### Extracted text
= = = = = = =
Why the Market Needs More Contrarians

The Gold Report |


When Paul Wong and Maria Smirnova took over management of the Sprott Gold and Precious Minerals Fund in January, the first thing they did was focus on liquidity. In this interview with The Gold Report, the two share their secrets for maintaining the discipline required to execute on a contrarian investing philosophy while taking advantage of the trading opportunities that open up in the final stages of a bear market.

The Gold Report: Rick Rule talks a lot about how much money can be made investing in things people hate, or at least don't like very much. Throughout the first quarter of this year, natural resources as a whole seemed to be in that category. How do you create a successful investing strategy out of a contrarian philosophy?

Paul Wong: First, it takes a lot of patience to be contrarian. You also need to have a lot of discipline. Probably more important than anything else, you need sticky investors. That's the hardest thing to get on the planet right now, an investor willing to stick it out.

Contrarian investors have to have the stomach to buy when the market is in the midst of a violent selloff, and they have to have the wherewithal to ride the volatility of the storm. That's the patience and the discipline part. Successful bottomfishing investors have to be able to discern the fine line between a company that could rally hard after a down leg and one that is on the verge of going bankrupt. You can throw luck into the requirements for being a contrarian investor as well, but at the end of the day it is a challenging way to approach building a portfolio so it is a good thing it sometimes pays off so dramatically.
= = = = = = =
Some records

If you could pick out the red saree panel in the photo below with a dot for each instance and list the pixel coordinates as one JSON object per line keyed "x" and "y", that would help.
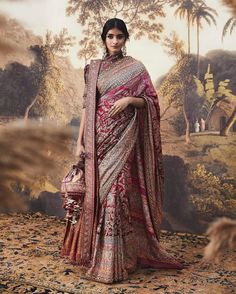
{"x": 120, "y": 223}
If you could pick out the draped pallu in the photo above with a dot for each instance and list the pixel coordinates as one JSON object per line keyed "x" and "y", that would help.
{"x": 122, "y": 214}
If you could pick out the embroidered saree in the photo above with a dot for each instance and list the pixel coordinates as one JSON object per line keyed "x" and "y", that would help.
{"x": 120, "y": 222}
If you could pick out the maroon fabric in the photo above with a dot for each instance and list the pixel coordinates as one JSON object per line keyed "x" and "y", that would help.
{"x": 128, "y": 179}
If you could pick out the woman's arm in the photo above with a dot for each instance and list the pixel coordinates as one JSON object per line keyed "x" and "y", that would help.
{"x": 80, "y": 140}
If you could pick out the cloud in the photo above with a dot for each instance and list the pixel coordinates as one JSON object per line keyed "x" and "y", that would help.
{"x": 231, "y": 4}
{"x": 9, "y": 47}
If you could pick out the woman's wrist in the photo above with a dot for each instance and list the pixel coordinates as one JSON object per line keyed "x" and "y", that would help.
{"x": 80, "y": 142}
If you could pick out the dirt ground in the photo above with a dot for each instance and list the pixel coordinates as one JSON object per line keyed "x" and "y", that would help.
{"x": 30, "y": 263}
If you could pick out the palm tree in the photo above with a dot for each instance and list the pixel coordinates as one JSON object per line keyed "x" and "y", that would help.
{"x": 185, "y": 10}
{"x": 231, "y": 23}
{"x": 202, "y": 13}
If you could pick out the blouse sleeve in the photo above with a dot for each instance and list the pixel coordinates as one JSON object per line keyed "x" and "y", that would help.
{"x": 86, "y": 71}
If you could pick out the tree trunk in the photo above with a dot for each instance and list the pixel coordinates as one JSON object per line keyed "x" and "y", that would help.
{"x": 198, "y": 45}
{"x": 26, "y": 115}
{"x": 188, "y": 32}
{"x": 229, "y": 123}
{"x": 187, "y": 132}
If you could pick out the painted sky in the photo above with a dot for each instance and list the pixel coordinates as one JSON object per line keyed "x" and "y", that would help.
{"x": 41, "y": 15}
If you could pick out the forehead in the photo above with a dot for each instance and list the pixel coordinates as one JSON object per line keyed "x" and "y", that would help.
{"x": 115, "y": 31}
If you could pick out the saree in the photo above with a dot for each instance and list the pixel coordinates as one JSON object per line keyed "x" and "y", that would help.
{"x": 119, "y": 227}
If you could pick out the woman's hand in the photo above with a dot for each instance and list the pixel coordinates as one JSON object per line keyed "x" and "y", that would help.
{"x": 79, "y": 149}
{"x": 119, "y": 106}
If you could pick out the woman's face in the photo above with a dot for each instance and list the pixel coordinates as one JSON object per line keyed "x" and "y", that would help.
{"x": 115, "y": 40}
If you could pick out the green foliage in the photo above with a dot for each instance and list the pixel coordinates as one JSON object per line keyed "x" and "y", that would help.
{"x": 178, "y": 91}
{"x": 174, "y": 46}
{"x": 211, "y": 95}
{"x": 210, "y": 195}
{"x": 203, "y": 12}
{"x": 230, "y": 25}
{"x": 178, "y": 123}
{"x": 59, "y": 43}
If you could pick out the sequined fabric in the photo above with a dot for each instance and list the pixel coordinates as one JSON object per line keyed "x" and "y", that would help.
{"x": 129, "y": 178}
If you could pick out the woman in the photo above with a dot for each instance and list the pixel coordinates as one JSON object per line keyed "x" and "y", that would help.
{"x": 120, "y": 131}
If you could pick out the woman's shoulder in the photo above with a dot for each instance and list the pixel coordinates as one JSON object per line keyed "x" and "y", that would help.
{"x": 136, "y": 63}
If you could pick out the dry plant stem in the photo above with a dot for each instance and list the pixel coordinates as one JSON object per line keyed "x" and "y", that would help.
{"x": 27, "y": 149}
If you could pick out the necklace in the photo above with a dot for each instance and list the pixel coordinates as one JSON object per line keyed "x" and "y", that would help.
{"x": 113, "y": 57}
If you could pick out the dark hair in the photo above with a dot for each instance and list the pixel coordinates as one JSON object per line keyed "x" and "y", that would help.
{"x": 114, "y": 23}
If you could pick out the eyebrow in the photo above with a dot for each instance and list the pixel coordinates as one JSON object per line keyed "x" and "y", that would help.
{"x": 110, "y": 34}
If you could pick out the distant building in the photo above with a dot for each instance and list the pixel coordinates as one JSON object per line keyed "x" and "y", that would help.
{"x": 220, "y": 116}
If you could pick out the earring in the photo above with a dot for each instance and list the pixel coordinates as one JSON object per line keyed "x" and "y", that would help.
{"x": 124, "y": 50}
{"x": 104, "y": 52}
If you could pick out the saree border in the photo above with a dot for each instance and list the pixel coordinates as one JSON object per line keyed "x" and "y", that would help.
= = = = = = =
### Complete the following
A. List every person named in the interview on contrarian investing.
B. Return, word for word, the stretch of the interview on contrarian investing from "The Gold Report: Rick" through "stick it out.".

### Solutions in order
A. Paul Wong, Maria Smirnova, Rick Rule

B.
The Gold Report: Rick Rule talks a lot about how much money can be made investing in things people hate, or at least don't like very much. Throughout the first quarter of this year, natural resources as a whole seemed to be in that category. How do you create a successful investing strategy out of a contrarian philosophy?

Paul Wong: First, it takes a lot of patience to be contrarian. You also need to have a lot of discipline. Probably more important than anything else, you need sticky investors. That's the hardest thing to get on the planet right now, an investor willing to stick it out.